▸ Problème posé
D'après la critique de l'album Daddy's Home, de quel groupe St. Vincent assurait-elle la première partie lors du concert de mai 2007 ?

▸ Texte à lire
Critiques

Daddy's home

St. Vincent

Daddy’s Home

  • Concord Records
  • 2021
  • 44 minutes
8
Le meilleur de lca

St. Vincent est une artiste aux multiples visages. D’abord associée à la pop baroque sur ses deux premiers albums, elle s’est ensuite imposé comme guitar heroine avant de prendre un virage presque synth-pop sur l’excellent MASSEDUCTION en 2017. La voici qui plonge maintenant tête première dans le funk et le soul des années 70 sur Daddy’s Home, qui nous la montre sous un tout autre éclairage.

Ce sixième album d’Annie Clark a été précédé d’une vaste campagne médiatique qui l’a menée sur le plateau de Saturday Night Live, entre autres, de même qu’à la une de plusieurs magazines, dont Rolling Stone et Entertainment Weekly. Ça vous donne une idée du chemin parcouru par cette artiste depuis ce soir de mai 2007 quand je l’ai vue en concert pour la première fois, en première partie d’Arcade Fire à l’Aréna Maurice-Richard, alors qu’elle m’était totalement inconnue, ou presque.

▸ Extraits de données

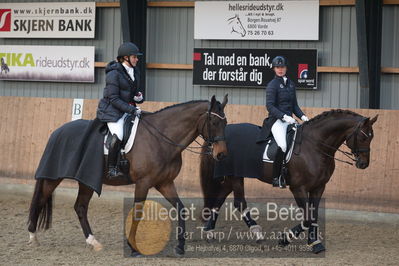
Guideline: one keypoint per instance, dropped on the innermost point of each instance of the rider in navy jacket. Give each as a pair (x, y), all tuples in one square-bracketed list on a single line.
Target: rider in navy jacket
[(281, 98), (120, 96), (281, 103)]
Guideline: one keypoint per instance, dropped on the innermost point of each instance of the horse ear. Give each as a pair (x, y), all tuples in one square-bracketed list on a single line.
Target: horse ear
[(373, 120), (225, 100), (212, 104)]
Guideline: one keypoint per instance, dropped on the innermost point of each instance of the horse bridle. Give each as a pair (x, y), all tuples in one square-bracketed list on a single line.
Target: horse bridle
[(356, 150), (211, 140)]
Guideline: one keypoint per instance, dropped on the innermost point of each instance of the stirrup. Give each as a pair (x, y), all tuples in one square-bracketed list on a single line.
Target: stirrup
[(114, 172), (279, 182)]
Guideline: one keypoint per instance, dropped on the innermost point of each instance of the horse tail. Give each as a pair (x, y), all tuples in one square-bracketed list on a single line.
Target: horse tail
[(38, 211), (210, 186)]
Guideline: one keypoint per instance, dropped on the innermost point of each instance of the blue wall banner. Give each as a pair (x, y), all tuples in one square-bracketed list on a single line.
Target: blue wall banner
[(252, 67)]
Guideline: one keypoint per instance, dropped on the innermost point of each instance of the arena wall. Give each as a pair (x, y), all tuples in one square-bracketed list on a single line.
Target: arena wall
[(170, 40), (28, 122)]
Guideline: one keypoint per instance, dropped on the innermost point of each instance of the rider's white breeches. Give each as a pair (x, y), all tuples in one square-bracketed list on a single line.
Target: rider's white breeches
[(279, 131), (117, 127)]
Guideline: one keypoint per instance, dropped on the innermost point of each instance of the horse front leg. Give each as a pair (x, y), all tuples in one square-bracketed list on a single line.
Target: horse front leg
[(225, 190), (140, 195), (302, 200), (81, 208), (241, 204), (314, 234), (168, 190)]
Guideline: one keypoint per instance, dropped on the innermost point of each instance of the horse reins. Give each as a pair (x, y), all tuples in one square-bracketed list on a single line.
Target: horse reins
[(354, 152), (209, 141)]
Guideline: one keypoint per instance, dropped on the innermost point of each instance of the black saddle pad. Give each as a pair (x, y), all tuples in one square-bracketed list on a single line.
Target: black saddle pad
[(127, 130), (76, 151), (245, 155)]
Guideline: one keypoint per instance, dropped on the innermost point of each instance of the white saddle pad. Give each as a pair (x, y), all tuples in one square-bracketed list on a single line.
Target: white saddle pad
[(130, 141), (287, 156)]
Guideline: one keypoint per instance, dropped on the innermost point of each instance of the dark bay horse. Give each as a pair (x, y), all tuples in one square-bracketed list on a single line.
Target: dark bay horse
[(308, 172), (156, 160)]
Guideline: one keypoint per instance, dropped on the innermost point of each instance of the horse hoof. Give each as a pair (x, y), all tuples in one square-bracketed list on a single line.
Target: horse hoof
[(33, 242), (136, 254), (316, 249), (210, 237), (179, 252), (98, 247), (283, 242)]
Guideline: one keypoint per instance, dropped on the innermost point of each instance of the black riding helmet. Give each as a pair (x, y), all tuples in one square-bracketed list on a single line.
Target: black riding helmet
[(279, 61), (128, 49)]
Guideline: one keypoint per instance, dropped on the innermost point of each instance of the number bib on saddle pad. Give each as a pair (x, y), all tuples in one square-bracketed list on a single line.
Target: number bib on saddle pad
[(245, 154), (129, 134), (271, 147)]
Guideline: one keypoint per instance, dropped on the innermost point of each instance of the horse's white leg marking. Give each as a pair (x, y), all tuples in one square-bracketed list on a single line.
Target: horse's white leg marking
[(257, 230), (91, 240), (33, 239)]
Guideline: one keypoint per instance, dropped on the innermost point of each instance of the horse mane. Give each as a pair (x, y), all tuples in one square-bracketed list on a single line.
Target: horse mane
[(179, 104), (330, 113)]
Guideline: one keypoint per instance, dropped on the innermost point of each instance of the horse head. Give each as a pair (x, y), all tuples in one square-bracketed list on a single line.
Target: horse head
[(236, 25), (359, 141)]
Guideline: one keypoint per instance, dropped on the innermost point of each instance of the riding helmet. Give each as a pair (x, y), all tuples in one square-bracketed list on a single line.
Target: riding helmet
[(279, 61), (127, 49)]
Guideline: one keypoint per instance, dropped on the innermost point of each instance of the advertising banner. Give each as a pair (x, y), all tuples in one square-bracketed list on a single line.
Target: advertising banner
[(47, 63), (257, 20), (252, 67), (47, 20)]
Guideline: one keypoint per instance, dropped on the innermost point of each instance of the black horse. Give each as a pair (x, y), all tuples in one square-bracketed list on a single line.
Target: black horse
[(308, 171), (156, 160)]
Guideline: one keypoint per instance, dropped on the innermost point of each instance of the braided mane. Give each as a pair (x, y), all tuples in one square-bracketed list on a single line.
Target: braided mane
[(179, 104), (330, 113)]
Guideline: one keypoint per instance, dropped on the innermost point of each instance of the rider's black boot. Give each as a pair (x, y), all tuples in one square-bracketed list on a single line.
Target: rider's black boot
[(278, 174), (113, 153)]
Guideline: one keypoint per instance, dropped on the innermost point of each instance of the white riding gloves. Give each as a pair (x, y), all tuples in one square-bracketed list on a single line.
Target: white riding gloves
[(289, 119), (138, 97), (304, 118), (138, 111)]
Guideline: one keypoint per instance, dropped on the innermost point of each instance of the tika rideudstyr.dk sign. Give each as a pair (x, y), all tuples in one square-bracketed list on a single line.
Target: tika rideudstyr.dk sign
[(47, 20)]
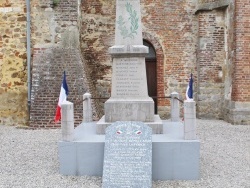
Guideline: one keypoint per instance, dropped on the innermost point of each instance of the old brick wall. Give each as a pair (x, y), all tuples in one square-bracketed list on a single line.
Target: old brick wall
[(169, 25), (241, 82), (211, 59), (46, 83), (13, 70), (56, 48)]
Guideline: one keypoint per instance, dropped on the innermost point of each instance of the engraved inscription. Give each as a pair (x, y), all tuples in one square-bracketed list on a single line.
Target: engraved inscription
[(128, 155), (128, 77)]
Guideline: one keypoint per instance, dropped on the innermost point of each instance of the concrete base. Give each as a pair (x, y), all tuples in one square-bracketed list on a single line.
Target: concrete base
[(156, 125), (141, 109), (173, 157)]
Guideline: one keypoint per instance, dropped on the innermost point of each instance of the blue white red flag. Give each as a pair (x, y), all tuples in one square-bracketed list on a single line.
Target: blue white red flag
[(189, 91), (63, 97)]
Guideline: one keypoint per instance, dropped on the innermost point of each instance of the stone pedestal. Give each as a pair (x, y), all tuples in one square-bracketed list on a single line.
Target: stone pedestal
[(67, 121), (173, 158), (189, 120), (87, 108), (129, 94), (175, 107)]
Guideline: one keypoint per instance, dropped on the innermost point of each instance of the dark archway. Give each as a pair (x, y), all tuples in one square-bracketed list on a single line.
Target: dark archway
[(151, 70)]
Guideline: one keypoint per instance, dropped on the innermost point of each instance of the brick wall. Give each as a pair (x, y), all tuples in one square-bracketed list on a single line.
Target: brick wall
[(168, 25), (211, 59), (46, 83), (241, 82), (13, 70)]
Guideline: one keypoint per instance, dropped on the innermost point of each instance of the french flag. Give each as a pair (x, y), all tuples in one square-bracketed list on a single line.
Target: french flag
[(63, 97), (189, 91)]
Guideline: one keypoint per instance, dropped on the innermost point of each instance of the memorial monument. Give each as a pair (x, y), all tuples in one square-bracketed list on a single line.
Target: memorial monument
[(138, 146), (129, 99), (127, 155)]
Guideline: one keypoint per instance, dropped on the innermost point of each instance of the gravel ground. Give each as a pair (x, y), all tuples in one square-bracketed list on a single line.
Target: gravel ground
[(29, 158)]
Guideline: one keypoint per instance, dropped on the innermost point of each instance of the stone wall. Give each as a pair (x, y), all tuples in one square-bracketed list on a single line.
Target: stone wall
[(13, 64), (207, 37), (211, 60), (171, 28)]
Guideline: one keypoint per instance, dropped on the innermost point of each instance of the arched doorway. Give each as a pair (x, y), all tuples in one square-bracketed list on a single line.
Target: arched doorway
[(151, 72)]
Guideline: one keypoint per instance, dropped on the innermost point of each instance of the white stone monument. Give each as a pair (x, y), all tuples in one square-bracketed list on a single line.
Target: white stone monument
[(129, 95)]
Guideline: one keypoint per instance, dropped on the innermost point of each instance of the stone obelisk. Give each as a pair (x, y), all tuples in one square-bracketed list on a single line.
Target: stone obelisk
[(129, 99)]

▸ Réponse attendue
Arcade Fire, à l'Aréna Maurice-Richard.